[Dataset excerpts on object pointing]
※

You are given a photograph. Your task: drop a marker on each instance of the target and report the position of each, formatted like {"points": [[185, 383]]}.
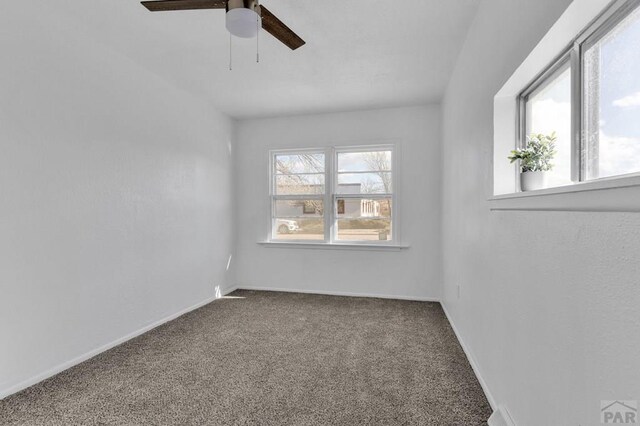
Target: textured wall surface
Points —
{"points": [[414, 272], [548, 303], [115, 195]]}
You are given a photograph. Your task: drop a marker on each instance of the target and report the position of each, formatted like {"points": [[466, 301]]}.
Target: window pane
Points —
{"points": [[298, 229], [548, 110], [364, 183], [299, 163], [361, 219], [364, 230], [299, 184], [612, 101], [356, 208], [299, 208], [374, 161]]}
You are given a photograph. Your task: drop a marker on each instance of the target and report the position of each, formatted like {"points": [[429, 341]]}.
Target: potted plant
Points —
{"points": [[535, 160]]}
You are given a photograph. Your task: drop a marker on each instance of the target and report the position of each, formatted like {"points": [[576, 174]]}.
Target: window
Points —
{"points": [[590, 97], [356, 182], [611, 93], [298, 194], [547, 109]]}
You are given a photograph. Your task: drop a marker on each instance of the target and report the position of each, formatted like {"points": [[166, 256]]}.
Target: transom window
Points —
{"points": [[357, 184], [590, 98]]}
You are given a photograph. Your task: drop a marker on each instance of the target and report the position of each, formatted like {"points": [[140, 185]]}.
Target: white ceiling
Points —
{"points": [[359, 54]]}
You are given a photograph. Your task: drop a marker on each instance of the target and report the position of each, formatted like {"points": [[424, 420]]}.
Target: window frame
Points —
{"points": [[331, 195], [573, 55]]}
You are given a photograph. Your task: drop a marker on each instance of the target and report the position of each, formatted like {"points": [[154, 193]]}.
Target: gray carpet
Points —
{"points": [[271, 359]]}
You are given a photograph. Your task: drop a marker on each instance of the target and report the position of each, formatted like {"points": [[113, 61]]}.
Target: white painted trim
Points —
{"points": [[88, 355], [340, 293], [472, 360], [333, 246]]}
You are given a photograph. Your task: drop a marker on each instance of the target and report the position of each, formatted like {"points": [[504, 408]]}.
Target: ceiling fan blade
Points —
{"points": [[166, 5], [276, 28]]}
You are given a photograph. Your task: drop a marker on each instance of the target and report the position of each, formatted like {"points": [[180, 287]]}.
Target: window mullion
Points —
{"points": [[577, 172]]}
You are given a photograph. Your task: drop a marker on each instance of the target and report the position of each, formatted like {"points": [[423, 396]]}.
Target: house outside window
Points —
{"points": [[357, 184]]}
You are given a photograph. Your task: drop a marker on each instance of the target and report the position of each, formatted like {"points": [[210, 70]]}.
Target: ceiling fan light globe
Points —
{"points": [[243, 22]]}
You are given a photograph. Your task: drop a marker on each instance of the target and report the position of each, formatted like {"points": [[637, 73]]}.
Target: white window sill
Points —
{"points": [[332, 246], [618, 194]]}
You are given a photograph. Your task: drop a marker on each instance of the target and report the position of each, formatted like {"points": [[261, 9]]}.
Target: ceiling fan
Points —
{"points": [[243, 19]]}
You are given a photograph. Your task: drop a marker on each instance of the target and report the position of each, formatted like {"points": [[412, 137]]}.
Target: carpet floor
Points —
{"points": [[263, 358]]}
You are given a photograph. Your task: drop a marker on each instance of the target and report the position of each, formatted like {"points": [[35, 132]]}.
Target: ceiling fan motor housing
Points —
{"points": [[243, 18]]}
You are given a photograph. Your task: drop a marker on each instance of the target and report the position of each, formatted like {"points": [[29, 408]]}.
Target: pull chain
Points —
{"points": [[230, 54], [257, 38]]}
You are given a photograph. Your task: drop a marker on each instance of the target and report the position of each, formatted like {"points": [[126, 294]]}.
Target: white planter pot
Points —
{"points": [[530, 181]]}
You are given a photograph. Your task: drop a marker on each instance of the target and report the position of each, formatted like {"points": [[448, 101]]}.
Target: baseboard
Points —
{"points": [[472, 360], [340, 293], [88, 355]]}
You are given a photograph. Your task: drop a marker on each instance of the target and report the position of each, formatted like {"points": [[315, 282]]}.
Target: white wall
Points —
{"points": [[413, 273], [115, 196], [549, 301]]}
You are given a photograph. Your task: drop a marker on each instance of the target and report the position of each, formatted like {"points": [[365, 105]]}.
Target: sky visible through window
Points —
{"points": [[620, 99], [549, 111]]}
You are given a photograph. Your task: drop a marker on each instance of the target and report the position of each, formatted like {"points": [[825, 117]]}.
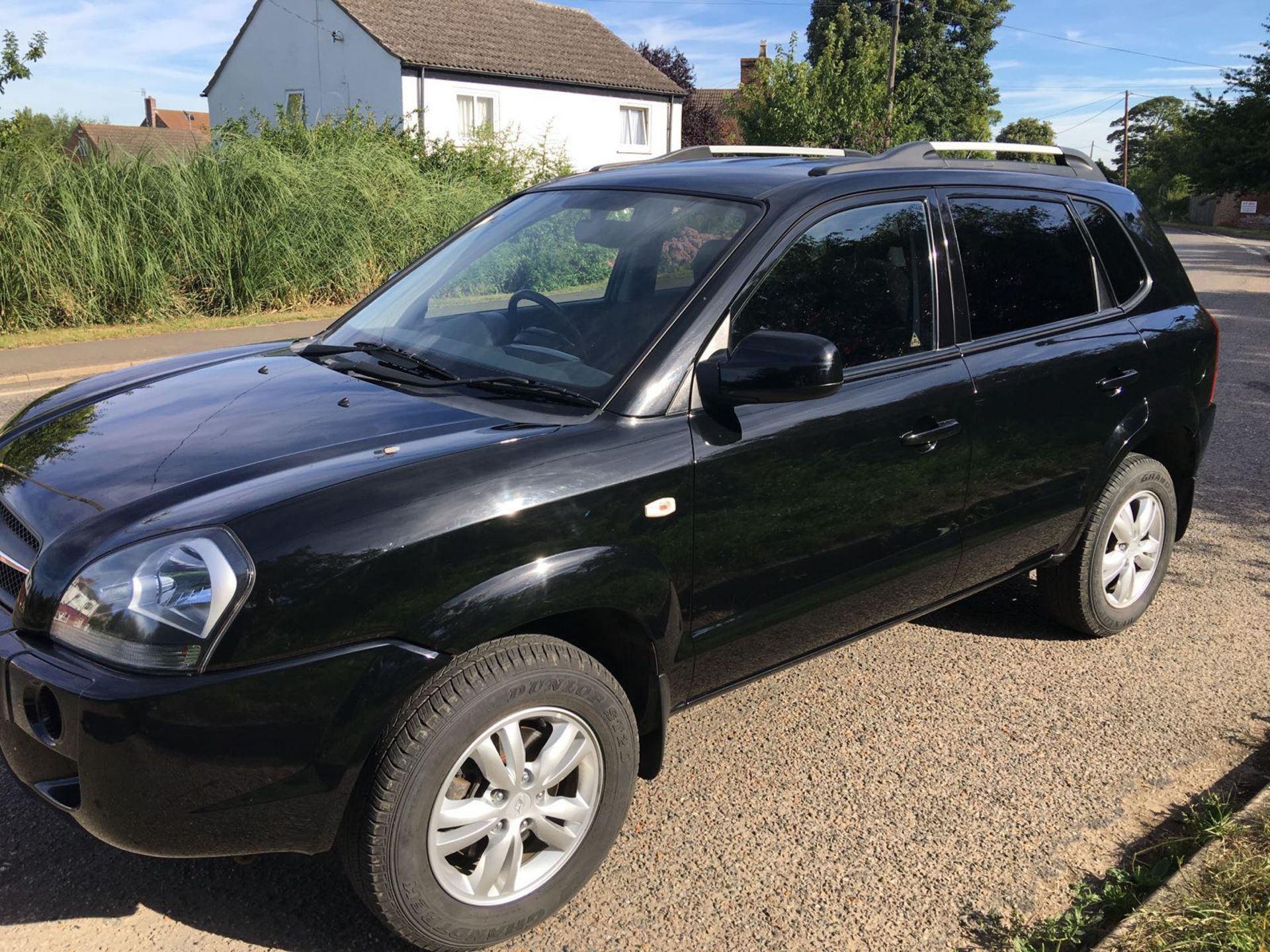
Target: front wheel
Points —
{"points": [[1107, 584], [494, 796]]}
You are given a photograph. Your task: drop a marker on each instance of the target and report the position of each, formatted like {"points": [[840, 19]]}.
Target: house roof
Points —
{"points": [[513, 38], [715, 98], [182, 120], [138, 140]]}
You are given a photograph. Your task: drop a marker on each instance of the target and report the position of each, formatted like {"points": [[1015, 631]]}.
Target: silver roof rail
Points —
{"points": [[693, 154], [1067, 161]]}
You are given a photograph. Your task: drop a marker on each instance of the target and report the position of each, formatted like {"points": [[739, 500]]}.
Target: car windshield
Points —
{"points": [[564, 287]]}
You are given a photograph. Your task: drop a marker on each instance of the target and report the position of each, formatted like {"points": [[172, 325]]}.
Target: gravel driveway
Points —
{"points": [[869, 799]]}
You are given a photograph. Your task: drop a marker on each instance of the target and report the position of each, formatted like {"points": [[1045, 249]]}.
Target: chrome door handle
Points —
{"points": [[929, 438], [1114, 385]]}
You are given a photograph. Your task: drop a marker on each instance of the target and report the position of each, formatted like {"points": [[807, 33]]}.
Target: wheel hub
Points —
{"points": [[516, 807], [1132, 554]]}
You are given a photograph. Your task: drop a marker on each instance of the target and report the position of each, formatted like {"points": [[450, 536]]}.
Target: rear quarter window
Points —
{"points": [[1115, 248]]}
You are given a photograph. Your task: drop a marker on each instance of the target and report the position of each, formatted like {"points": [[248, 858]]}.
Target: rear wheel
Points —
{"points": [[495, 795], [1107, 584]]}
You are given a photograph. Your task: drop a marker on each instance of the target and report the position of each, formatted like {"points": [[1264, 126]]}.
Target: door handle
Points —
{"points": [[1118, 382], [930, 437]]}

※

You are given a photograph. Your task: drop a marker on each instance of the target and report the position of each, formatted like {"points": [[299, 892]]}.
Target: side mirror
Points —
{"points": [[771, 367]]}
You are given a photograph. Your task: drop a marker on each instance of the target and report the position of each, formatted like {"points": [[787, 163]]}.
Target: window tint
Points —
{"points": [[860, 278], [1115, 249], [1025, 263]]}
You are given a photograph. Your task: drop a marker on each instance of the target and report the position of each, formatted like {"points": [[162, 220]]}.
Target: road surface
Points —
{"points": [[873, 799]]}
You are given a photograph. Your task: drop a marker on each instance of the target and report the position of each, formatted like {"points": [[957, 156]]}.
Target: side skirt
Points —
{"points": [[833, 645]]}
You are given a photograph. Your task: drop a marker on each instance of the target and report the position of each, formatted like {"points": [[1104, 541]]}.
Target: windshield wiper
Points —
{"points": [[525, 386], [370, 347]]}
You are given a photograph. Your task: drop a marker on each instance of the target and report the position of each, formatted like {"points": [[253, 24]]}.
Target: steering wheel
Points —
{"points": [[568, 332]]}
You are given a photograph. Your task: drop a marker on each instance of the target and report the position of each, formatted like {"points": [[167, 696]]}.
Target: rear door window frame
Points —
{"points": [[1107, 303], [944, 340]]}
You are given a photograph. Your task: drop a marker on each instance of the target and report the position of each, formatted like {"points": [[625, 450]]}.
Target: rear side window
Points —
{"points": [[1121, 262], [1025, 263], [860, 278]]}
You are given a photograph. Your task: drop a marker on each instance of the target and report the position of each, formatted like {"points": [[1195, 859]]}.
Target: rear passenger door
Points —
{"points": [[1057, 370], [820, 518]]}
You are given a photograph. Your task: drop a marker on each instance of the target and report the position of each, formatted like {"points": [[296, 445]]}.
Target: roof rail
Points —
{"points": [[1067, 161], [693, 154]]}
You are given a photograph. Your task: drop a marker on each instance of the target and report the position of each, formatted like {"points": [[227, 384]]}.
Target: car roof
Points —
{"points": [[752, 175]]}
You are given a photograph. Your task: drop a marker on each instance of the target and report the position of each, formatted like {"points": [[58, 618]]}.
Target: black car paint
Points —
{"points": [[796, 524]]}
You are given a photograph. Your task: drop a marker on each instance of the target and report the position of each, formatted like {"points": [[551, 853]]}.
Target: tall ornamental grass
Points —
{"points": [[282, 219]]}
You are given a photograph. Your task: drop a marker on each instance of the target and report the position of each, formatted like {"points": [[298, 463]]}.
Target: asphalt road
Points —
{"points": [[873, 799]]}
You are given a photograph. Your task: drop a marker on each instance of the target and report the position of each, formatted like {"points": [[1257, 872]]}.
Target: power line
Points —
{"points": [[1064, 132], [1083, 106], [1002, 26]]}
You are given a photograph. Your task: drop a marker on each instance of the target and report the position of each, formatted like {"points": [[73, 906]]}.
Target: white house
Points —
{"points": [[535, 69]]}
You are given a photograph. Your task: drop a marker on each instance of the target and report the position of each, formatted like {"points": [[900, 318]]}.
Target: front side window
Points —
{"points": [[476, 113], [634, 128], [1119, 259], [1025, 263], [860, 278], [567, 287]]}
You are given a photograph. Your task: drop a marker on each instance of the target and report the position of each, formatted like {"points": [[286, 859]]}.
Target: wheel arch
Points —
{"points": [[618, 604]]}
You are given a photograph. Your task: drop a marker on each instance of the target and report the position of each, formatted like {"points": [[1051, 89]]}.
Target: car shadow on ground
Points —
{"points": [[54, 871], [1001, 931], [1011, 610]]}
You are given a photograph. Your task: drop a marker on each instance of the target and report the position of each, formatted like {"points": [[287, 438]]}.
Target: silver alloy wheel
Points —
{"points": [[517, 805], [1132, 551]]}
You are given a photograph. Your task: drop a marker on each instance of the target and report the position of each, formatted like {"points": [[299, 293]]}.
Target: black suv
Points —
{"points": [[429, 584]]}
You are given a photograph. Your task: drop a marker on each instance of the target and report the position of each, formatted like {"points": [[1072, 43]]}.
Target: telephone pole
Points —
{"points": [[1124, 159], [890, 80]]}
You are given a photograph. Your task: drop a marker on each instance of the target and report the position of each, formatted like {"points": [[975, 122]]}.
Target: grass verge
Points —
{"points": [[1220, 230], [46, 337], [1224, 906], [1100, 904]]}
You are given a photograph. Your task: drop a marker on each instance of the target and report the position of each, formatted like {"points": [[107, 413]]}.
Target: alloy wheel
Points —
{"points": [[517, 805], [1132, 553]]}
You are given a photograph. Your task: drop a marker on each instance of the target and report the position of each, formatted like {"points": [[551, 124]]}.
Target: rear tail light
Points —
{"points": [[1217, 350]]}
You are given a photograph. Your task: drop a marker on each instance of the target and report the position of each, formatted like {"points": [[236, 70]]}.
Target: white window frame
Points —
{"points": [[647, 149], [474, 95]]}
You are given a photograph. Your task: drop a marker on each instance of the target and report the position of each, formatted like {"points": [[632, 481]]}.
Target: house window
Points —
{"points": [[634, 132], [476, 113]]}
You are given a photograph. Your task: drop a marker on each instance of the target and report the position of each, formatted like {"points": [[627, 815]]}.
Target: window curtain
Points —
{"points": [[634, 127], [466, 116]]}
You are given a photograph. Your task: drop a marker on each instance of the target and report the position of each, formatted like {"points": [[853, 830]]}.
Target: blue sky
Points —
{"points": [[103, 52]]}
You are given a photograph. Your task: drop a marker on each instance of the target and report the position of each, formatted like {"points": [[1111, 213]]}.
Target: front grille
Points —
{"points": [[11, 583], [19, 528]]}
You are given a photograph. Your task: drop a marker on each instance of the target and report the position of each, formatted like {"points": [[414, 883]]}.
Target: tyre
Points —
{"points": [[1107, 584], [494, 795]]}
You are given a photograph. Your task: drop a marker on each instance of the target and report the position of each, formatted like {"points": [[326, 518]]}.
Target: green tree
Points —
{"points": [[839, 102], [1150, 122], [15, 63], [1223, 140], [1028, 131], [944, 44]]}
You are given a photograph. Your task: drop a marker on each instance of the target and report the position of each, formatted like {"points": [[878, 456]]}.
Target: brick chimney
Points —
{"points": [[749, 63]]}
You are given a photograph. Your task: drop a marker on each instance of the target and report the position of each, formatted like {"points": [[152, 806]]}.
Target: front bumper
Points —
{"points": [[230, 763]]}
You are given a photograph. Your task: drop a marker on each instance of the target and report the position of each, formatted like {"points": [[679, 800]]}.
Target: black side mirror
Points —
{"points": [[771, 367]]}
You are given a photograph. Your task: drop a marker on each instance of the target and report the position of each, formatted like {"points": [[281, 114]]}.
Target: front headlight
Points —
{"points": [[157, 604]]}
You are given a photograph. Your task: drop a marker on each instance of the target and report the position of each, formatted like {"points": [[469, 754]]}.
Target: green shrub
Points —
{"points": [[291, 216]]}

※

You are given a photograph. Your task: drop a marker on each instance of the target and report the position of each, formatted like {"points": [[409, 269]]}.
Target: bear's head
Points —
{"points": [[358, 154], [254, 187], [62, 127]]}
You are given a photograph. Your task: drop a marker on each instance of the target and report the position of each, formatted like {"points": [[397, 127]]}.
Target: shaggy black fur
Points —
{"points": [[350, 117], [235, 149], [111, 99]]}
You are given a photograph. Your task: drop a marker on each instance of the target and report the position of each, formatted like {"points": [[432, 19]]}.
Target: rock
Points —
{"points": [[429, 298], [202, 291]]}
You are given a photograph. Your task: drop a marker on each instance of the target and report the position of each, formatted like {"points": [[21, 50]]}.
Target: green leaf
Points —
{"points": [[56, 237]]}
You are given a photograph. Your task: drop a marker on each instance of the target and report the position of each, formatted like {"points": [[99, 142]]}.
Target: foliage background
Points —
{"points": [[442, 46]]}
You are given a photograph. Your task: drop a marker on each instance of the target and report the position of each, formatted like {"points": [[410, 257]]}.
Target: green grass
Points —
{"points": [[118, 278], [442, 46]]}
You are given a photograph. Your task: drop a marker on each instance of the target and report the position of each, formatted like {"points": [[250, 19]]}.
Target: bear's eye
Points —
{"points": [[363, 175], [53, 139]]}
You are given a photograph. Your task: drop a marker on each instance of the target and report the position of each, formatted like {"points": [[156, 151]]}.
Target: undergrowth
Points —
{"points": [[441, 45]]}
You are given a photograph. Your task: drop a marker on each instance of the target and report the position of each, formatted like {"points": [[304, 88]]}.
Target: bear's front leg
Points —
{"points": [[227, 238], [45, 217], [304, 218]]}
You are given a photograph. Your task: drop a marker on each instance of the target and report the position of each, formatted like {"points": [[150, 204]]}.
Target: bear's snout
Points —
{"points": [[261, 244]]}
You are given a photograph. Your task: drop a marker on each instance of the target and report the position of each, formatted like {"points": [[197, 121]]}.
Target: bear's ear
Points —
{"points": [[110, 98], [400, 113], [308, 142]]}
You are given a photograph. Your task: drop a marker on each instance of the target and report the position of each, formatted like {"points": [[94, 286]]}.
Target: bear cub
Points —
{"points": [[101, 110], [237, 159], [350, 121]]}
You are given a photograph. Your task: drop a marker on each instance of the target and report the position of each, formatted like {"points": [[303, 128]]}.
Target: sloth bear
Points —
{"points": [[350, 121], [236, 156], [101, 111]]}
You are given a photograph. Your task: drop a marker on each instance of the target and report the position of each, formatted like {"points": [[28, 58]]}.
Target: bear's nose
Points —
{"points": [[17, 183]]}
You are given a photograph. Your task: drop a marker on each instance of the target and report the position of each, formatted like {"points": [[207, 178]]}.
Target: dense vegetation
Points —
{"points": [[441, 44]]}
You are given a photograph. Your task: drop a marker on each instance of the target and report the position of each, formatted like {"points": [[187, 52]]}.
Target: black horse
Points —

※

Find every line in the records above that contains the string "door" and copy each such line in full. Treat uppercase and lowercase as different.

Target: chrome door handle
Target: door handle
Target: rear door window frame
Target: rear passenger door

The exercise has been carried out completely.